[start Task inputs]

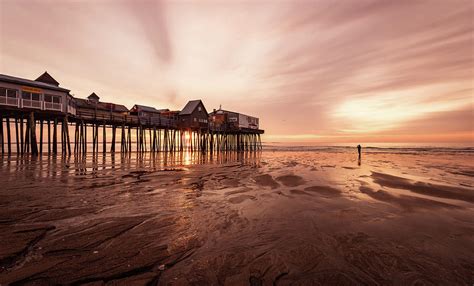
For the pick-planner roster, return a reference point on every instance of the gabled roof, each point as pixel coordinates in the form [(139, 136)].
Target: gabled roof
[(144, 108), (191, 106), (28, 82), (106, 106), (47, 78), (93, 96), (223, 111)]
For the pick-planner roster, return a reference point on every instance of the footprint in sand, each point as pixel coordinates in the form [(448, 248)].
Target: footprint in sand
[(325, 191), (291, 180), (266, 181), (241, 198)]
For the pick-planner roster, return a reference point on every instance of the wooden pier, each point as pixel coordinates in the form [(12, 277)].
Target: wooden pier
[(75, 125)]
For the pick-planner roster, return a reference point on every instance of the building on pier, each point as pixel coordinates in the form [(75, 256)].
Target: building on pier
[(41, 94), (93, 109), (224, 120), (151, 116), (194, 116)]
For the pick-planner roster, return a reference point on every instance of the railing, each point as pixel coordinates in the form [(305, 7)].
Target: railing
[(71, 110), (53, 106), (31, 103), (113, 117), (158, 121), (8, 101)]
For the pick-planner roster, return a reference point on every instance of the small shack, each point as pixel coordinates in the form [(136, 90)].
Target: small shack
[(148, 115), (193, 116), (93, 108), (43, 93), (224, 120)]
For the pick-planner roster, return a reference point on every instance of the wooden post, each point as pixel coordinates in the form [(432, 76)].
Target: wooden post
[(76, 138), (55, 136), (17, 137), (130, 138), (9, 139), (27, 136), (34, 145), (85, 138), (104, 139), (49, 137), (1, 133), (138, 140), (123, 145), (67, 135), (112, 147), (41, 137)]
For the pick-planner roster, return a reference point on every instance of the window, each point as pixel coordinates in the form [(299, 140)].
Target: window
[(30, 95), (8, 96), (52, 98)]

[end Task inputs]
[start Task inputs]

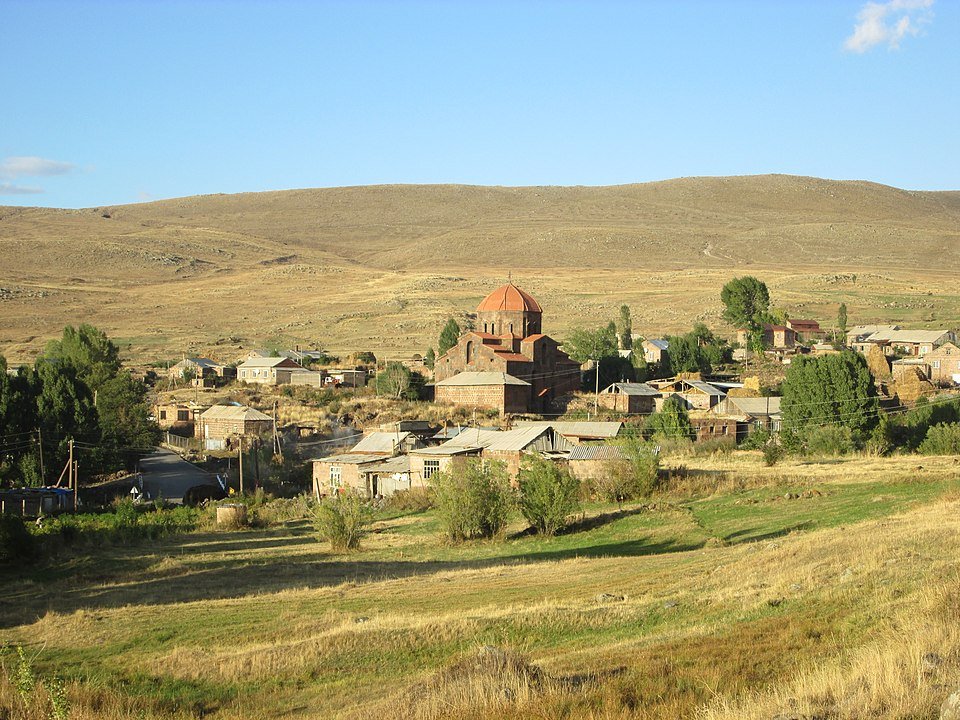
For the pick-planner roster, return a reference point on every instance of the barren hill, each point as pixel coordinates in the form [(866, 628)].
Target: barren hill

[end Task inputs]

• _Problem details_
Rescale the entries from the line that contains "form [(136, 90)]." through the line that contains "147), (41, 137)]", writing all of those lines out again, requests included. Multiply every point coordinate in the answers by 0.6 and round to whole numbers with halves rounding up, but leave the requests and the sample coordinates in their format unchanged.

• _Written solution_
For the pick-planner roster, return a reference point on every instance of the small shack, each point as pixel coordinates in the form [(136, 90)].
Target: small shack
[(89, 69), (116, 70), (56, 65), (26, 56), (134, 72)]
For the pick-planner roster, return a reference point on every instance of the wooden post, each point as pixel coordinates in the form [(432, 76)].
Target: wooden post
[(46, 83), (33, 82), (10, 82), (78, 83), (5, 83), (16, 82), (20, 87), (51, 83), (62, 83), (29, 82), (1, 80), (83, 84), (74, 87), (40, 81), (67, 88), (25, 82)]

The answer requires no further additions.